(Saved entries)
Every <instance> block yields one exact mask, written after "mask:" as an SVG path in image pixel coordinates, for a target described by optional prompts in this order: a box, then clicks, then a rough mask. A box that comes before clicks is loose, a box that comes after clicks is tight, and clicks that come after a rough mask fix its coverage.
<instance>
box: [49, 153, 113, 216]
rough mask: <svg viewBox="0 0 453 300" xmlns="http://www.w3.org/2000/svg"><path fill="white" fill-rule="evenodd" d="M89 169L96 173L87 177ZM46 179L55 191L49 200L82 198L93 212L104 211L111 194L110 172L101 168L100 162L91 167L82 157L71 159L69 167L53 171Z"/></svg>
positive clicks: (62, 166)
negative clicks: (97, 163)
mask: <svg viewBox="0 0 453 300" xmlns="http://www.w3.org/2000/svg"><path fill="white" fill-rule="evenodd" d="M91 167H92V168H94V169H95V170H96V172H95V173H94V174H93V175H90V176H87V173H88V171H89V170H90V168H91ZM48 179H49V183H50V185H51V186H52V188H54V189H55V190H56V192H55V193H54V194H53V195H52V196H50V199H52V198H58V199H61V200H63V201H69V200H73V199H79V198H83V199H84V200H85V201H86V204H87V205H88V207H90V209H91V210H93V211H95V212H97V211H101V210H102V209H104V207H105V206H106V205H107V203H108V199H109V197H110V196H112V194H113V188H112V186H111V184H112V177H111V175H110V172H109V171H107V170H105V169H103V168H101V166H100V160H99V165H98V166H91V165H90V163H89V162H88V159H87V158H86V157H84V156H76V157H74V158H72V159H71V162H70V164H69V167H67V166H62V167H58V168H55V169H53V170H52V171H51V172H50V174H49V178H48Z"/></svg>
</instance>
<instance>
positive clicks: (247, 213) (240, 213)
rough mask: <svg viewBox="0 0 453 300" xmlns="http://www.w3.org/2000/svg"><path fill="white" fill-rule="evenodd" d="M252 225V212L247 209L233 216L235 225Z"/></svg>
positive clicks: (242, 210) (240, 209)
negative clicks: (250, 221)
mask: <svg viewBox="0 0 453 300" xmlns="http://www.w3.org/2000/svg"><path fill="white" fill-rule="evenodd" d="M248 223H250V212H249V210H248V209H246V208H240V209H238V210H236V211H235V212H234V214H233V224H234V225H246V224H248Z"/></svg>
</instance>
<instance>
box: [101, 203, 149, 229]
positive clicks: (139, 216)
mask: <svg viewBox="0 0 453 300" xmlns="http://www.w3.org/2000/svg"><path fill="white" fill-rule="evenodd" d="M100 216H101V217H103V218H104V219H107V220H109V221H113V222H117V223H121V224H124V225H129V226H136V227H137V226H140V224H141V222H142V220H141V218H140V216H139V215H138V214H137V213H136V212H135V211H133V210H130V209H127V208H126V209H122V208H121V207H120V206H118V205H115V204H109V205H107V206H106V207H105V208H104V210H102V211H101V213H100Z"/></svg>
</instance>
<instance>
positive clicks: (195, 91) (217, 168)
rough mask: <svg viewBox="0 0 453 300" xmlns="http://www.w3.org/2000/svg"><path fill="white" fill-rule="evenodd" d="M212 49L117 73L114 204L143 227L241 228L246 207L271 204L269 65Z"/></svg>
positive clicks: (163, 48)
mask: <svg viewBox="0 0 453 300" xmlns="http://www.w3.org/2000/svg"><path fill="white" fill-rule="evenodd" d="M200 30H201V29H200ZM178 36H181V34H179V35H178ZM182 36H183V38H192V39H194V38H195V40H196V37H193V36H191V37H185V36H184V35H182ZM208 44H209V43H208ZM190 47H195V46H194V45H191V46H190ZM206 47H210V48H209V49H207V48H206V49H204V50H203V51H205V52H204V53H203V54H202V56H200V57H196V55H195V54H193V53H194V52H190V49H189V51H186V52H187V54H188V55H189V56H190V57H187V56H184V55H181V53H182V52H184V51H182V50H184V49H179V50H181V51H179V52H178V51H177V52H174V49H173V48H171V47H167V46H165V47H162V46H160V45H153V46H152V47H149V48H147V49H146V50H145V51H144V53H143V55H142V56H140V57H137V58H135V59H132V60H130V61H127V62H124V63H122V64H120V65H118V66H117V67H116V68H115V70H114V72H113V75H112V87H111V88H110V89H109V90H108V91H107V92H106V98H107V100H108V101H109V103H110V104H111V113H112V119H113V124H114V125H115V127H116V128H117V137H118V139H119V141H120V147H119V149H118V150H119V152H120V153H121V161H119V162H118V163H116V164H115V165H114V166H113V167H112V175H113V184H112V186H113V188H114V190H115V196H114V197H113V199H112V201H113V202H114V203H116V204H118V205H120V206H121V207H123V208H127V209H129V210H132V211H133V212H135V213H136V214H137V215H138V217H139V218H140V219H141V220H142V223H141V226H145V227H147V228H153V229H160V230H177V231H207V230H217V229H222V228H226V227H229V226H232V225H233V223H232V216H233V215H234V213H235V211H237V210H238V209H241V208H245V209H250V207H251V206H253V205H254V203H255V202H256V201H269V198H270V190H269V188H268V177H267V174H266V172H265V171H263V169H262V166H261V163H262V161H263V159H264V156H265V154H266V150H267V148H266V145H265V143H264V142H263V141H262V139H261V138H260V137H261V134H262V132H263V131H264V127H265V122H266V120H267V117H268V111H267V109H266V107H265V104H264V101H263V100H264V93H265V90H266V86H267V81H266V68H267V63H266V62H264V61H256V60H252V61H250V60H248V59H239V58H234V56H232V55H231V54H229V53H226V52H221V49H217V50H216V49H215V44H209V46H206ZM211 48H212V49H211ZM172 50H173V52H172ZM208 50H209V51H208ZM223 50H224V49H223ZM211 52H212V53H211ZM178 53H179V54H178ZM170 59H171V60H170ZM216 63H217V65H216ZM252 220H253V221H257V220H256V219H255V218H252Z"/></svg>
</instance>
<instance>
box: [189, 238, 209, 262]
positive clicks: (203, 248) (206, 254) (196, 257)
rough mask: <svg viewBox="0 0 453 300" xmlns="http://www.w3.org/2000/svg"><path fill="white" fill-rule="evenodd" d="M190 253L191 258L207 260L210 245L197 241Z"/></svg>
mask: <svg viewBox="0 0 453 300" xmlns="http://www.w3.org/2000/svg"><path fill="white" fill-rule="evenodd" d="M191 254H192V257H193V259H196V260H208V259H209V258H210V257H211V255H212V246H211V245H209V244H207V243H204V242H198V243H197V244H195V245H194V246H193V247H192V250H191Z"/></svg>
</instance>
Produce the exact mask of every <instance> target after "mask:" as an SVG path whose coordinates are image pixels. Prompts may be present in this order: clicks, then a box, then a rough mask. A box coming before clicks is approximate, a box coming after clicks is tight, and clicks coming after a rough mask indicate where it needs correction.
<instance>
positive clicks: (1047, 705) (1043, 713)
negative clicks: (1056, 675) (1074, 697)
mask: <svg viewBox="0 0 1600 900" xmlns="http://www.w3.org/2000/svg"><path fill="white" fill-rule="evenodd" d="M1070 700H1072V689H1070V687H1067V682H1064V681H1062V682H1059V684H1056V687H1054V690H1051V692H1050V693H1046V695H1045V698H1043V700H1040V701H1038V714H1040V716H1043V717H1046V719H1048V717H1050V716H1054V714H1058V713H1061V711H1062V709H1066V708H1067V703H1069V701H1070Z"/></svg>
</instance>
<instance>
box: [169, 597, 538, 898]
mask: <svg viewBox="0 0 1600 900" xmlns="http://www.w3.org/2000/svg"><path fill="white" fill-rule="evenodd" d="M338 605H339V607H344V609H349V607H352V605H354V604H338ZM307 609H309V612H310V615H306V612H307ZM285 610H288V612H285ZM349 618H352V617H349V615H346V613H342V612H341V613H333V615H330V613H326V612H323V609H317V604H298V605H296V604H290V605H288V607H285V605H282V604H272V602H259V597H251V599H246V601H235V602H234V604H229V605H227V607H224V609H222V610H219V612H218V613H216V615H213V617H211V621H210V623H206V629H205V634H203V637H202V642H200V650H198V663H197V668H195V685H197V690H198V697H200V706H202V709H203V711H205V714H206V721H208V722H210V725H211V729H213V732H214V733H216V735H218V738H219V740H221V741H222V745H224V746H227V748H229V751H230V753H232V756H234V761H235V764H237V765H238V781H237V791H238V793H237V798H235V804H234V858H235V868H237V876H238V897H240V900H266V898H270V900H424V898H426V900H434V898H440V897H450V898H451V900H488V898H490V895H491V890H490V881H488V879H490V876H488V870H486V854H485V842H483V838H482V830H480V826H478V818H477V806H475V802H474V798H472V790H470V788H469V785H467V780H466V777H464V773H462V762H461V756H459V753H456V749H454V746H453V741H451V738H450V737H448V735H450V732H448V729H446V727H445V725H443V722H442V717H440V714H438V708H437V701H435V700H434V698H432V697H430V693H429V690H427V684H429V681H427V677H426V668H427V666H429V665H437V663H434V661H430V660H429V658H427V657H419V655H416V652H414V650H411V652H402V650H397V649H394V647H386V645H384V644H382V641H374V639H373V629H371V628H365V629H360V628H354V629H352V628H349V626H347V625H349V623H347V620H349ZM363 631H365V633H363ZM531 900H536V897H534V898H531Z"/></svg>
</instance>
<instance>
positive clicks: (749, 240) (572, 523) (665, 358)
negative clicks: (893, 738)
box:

> Problem to work on: Starting at the line above that contains "positive clicks: (247, 213) (240, 213)", write out each line exactly until the line that contains "positive clicks: (242, 210) (240, 209)" has been written, and stop there.

> Response area:
positive clicks: (247, 213) (240, 213)
rough mask: <svg viewBox="0 0 453 300" xmlns="http://www.w3.org/2000/svg"><path fill="white" fill-rule="evenodd" d="M252 225V212L247 209L233 216L235 225Z"/></svg>
positive clicks: (242, 210) (240, 209)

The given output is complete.